TASK DETAILS:
What is needed is a verbatim copy of all the records.
>>
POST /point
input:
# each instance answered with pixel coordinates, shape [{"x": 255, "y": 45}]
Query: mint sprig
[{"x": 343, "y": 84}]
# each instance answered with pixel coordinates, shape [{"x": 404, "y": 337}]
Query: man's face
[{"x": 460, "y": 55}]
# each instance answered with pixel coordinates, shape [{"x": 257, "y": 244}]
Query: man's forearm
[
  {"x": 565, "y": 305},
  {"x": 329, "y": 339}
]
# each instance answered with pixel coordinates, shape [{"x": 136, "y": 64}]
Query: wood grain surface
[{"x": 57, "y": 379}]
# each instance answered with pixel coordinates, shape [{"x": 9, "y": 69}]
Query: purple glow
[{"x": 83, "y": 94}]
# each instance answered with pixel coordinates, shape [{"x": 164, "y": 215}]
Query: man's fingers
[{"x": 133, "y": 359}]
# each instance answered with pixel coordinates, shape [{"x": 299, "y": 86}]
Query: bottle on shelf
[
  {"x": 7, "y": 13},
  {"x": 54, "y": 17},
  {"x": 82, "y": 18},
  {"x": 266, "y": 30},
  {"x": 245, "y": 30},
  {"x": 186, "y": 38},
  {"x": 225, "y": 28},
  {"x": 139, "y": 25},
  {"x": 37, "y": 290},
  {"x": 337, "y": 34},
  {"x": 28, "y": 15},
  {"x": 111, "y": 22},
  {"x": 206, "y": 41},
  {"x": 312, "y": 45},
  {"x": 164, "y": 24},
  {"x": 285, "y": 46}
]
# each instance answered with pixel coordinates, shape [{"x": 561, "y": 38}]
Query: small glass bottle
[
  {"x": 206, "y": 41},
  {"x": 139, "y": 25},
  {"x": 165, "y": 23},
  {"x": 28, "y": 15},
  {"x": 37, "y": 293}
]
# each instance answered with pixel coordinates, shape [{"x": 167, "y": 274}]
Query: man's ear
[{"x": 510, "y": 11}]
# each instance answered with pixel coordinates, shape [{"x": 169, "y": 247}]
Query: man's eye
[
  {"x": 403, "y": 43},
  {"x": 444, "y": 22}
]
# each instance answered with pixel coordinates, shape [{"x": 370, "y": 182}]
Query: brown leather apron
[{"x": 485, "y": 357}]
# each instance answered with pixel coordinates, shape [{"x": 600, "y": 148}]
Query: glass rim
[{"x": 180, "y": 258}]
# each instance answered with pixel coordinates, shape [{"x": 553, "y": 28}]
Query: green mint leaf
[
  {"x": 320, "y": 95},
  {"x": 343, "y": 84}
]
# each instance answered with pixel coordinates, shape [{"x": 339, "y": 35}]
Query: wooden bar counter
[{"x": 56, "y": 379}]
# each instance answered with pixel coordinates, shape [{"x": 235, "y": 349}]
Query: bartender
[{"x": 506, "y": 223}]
<<
ANSWER BELOW:
POST /point
input:
# each instance answered with pixel coordinates, shape [{"x": 255, "y": 45}]
Query: mint sprig
[{"x": 343, "y": 84}]
# each instance answered with pixel coordinates, shape [{"x": 404, "y": 337}]
Query: man's face
[{"x": 460, "y": 55}]
# each instance answered with pixel coordinates, shape [{"x": 257, "y": 244}]
Query: man's forearm
[
  {"x": 565, "y": 305},
  {"x": 329, "y": 339}
]
# each instance answered with pixel coordinates, shape [{"x": 136, "y": 64}]
Query: wood grain surface
[{"x": 57, "y": 379}]
# each instance answered with pixel coordinates, shape [{"x": 9, "y": 69}]
Query: purple glow
[{"x": 83, "y": 94}]
# each instance answered with pixel coordinates, shape [{"x": 164, "y": 215}]
Query: man's fingers
[{"x": 133, "y": 359}]
# each instance answered with pixel coordinates, shape [{"x": 299, "y": 86}]
Query: bottle on shelf
[
  {"x": 7, "y": 13},
  {"x": 54, "y": 17},
  {"x": 82, "y": 18},
  {"x": 266, "y": 30},
  {"x": 245, "y": 30},
  {"x": 186, "y": 38},
  {"x": 225, "y": 28},
  {"x": 139, "y": 25},
  {"x": 37, "y": 290},
  {"x": 337, "y": 34},
  {"x": 28, "y": 15},
  {"x": 111, "y": 22},
  {"x": 206, "y": 41},
  {"x": 312, "y": 45},
  {"x": 164, "y": 24},
  {"x": 285, "y": 46}
]
# each instance answered with pixel coordinates, shape [{"x": 561, "y": 38}]
Query: small glass bottle
[
  {"x": 206, "y": 41},
  {"x": 139, "y": 25},
  {"x": 165, "y": 23},
  {"x": 28, "y": 15},
  {"x": 37, "y": 293}
]
# each instance answered with pixel coordinates, shape [{"x": 167, "y": 274}]
Query: man's ear
[{"x": 510, "y": 11}]
# each instance answered with pixel coordinates, shape [{"x": 169, "y": 247}]
Query: man's eye
[
  {"x": 403, "y": 43},
  {"x": 444, "y": 22}
]
# each instance answered with pixel coordinates, shape [{"x": 370, "y": 182}]
Query: brown leather apron
[{"x": 485, "y": 357}]
# each instance answered with pixel coordinates, shape [{"x": 600, "y": 148}]
Query: glass rim
[{"x": 180, "y": 258}]
# each instance answered with pixel coordinates, shape [{"x": 553, "y": 28}]
Query: green mint leaf
[
  {"x": 320, "y": 95},
  {"x": 343, "y": 84}
]
# each instance answered with pixel coordinates, shape [{"x": 339, "y": 35}]
Query: wooden bar counter
[{"x": 56, "y": 379}]
# each instance answered with pixel coordinates, shape [{"x": 235, "y": 349}]
Query: bartender
[{"x": 506, "y": 223}]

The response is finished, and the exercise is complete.